• [Task brief]: When you copy the material, keep each line exactly as it appears.

*** Recorded data ***

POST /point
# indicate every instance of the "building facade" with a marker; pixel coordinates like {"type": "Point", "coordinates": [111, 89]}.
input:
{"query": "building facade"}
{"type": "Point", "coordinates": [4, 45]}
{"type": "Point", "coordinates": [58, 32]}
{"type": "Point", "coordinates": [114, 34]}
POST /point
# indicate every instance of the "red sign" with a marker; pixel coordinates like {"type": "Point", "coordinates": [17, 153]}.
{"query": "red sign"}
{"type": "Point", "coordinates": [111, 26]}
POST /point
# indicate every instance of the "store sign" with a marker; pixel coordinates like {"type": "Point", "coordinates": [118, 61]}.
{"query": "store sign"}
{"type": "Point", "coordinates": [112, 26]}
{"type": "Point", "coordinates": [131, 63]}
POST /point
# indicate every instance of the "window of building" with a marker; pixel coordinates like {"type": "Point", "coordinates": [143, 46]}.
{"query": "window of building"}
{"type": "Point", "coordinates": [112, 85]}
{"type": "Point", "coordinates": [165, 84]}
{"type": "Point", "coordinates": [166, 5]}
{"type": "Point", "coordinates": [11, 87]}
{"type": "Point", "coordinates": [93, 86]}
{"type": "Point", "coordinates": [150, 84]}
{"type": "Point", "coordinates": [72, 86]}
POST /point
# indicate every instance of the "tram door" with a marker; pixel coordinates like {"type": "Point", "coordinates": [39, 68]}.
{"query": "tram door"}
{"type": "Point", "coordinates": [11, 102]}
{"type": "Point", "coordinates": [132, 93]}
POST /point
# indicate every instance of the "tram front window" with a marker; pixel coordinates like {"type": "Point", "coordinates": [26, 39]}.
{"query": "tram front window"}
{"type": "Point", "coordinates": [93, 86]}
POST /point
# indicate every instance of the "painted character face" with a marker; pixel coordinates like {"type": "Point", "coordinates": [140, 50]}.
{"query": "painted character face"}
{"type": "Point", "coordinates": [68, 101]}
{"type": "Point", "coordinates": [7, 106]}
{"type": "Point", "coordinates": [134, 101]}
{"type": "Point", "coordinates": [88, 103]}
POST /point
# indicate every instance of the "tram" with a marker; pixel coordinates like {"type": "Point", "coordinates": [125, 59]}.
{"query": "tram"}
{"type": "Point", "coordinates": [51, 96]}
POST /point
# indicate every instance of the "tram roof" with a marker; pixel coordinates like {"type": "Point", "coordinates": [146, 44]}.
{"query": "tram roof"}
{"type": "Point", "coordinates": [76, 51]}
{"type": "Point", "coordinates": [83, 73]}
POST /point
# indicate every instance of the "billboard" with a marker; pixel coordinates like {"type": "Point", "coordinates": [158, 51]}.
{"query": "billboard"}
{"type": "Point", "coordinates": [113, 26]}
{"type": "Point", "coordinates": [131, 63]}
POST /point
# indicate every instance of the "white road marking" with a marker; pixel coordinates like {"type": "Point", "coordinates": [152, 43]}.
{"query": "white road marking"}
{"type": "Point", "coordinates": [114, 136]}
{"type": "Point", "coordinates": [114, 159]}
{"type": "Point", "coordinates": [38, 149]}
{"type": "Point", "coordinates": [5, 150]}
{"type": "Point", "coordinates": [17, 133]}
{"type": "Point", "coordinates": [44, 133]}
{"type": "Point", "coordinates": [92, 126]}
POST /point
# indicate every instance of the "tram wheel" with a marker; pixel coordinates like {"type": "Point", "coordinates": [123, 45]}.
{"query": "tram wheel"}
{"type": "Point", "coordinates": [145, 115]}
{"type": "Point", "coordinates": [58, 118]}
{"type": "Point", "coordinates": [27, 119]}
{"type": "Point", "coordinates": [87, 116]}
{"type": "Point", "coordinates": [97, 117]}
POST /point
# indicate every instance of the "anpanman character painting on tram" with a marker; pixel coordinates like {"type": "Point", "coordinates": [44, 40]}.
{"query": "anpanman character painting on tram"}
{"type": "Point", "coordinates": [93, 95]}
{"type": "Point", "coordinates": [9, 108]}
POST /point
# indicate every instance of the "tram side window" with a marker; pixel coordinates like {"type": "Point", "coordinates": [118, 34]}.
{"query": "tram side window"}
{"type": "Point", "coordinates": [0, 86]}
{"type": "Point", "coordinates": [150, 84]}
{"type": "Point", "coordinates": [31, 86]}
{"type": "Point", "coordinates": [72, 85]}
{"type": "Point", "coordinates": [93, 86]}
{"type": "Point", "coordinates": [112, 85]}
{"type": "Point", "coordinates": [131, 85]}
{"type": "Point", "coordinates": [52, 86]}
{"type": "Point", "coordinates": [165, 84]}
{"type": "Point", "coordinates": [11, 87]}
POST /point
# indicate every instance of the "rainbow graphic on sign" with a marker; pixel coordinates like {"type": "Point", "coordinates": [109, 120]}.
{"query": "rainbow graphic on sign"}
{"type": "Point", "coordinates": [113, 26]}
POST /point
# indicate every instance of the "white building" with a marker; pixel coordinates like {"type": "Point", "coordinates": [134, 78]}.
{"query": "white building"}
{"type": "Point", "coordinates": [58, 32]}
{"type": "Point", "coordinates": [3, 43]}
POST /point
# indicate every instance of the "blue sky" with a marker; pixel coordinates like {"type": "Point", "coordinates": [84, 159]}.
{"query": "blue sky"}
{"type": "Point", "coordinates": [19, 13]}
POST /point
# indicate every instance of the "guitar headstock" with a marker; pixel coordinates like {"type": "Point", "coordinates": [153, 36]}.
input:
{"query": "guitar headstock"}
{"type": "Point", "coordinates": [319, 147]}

*** End of Recorded data ***

• [Response for this exercise]:
POST /point
# indicate every instance of the "building facade" with a marker; pixel coordinates like {"type": "Point", "coordinates": [111, 89]}.
input:
{"query": "building facade"}
{"type": "Point", "coordinates": [4, 45]}
{"type": "Point", "coordinates": [58, 32]}
{"type": "Point", "coordinates": [114, 34]}
POST /point
# indicate every instance of the "red sign" with a marker; pixel coordinates like {"type": "Point", "coordinates": [17, 153]}.
{"query": "red sign"}
{"type": "Point", "coordinates": [111, 26]}
POST /point
# indicate every instance of the "store sign" with a marker; pixel coordinates like {"type": "Point", "coordinates": [118, 61]}.
{"query": "store sign"}
{"type": "Point", "coordinates": [112, 26]}
{"type": "Point", "coordinates": [131, 63]}
POST /point
# indicate every instance of the "window of building" with a marker; pixel coordinates like {"type": "Point", "coordinates": [143, 46]}.
{"query": "window of building"}
{"type": "Point", "coordinates": [112, 85]}
{"type": "Point", "coordinates": [165, 84]}
{"type": "Point", "coordinates": [166, 5]}
{"type": "Point", "coordinates": [11, 87]}
{"type": "Point", "coordinates": [93, 86]}
{"type": "Point", "coordinates": [150, 84]}
{"type": "Point", "coordinates": [72, 86]}
POST /point
# indicate every instance of the "tram door" with a marker; pixel coordinates like {"type": "Point", "coordinates": [39, 68]}.
{"query": "tram door"}
{"type": "Point", "coordinates": [11, 102]}
{"type": "Point", "coordinates": [132, 93]}
POST /point
# indicate every instance of the "tram front window" with a marker; pixel coordinates like {"type": "Point", "coordinates": [26, 39]}.
{"query": "tram front window"}
{"type": "Point", "coordinates": [93, 86]}
POST /point
# indicate every instance of the "painted character face" with a marker; pixel coordinates like {"type": "Point", "coordinates": [140, 50]}.
{"query": "painted character face"}
{"type": "Point", "coordinates": [68, 101]}
{"type": "Point", "coordinates": [7, 106]}
{"type": "Point", "coordinates": [134, 101]}
{"type": "Point", "coordinates": [88, 103]}
POST /point
# indicate every instance of the "tram" with a marker; pixel coordinates like {"type": "Point", "coordinates": [125, 59]}.
{"query": "tram"}
{"type": "Point", "coordinates": [51, 96]}
POST /point
# indicate every instance of the "tram roof" with a marker; pixel coordinates like {"type": "Point", "coordinates": [146, 44]}.
{"query": "tram roof"}
{"type": "Point", "coordinates": [76, 51]}
{"type": "Point", "coordinates": [83, 73]}
POST /point
# indicate every instance of the "billboard" with a marker; pixel coordinates like {"type": "Point", "coordinates": [158, 51]}.
{"query": "billboard"}
{"type": "Point", "coordinates": [113, 26]}
{"type": "Point", "coordinates": [131, 63]}
POST /point
# indicate every instance of the "white road marking" with a marker; pixel coordinates like {"type": "Point", "coordinates": [152, 43]}.
{"query": "white road marking"}
{"type": "Point", "coordinates": [114, 136]}
{"type": "Point", "coordinates": [114, 159]}
{"type": "Point", "coordinates": [38, 149]}
{"type": "Point", "coordinates": [5, 150]}
{"type": "Point", "coordinates": [17, 133]}
{"type": "Point", "coordinates": [44, 133]}
{"type": "Point", "coordinates": [92, 126]}
POST /point
# indicate every instance of the "tram wheel" with a marker; pixel coordinates like {"type": "Point", "coordinates": [123, 45]}.
{"query": "tram wheel"}
{"type": "Point", "coordinates": [145, 115]}
{"type": "Point", "coordinates": [58, 118]}
{"type": "Point", "coordinates": [27, 119]}
{"type": "Point", "coordinates": [87, 116]}
{"type": "Point", "coordinates": [97, 117]}
POST /point
# indicate every instance of the "anpanman character painting on tram" with a marker; pixel coordinates like {"type": "Point", "coordinates": [44, 40]}.
{"query": "anpanman character painting on tram"}
{"type": "Point", "coordinates": [93, 95]}
{"type": "Point", "coordinates": [9, 108]}
POST /point
# indicate every instance of the "tram side window" with a marker; pixel coordinates like {"type": "Point", "coordinates": [118, 34]}.
{"query": "tram side window"}
{"type": "Point", "coordinates": [0, 86]}
{"type": "Point", "coordinates": [150, 84]}
{"type": "Point", "coordinates": [31, 86]}
{"type": "Point", "coordinates": [72, 85]}
{"type": "Point", "coordinates": [93, 86]}
{"type": "Point", "coordinates": [112, 85]}
{"type": "Point", "coordinates": [131, 85]}
{"type": "Point", "coordinates": [52, 86]}
{"type": "Point", "coordinates": [165, 84]}
{"type": "Point", "coordinates": [11, 87]}
POST /point
# indicate every instance of the "rainbow graphic on sign" with a marker; pixel coordinates like {"type": "Point", "coordinates": [109, 120]}.
{"query": "rainbow graphic on sign"}
{"type": "Point", "coordinates": [113, 26]}
POST /point
# indicate every instance of the "white building" with a marker; pixel coordinates like {"type": "Point", "coordinates": [134, 78]}.
{"query": "white building"}
{"type": "Point", "coordinates": [58, 32]}
{"type": "Point", "coordinates": [3, 43]}
POST /point
# indicate every instance of the "blue sky" with a marker; pixel coordinates like {"type": "Point", "coordinates": [84, 159]}.
{"query": "blue sky"}
{"type": "Point", "coordinates": [19, 13]}
POST /point
# indicate every instance of the "guitar headstock" with a marker; pixel coordinates like {"type": "Point", "coordinates": [153, 36]}.
input:
{"query": "guitar headstock"}
{"type": "Point", "coordinates": [319, 147]}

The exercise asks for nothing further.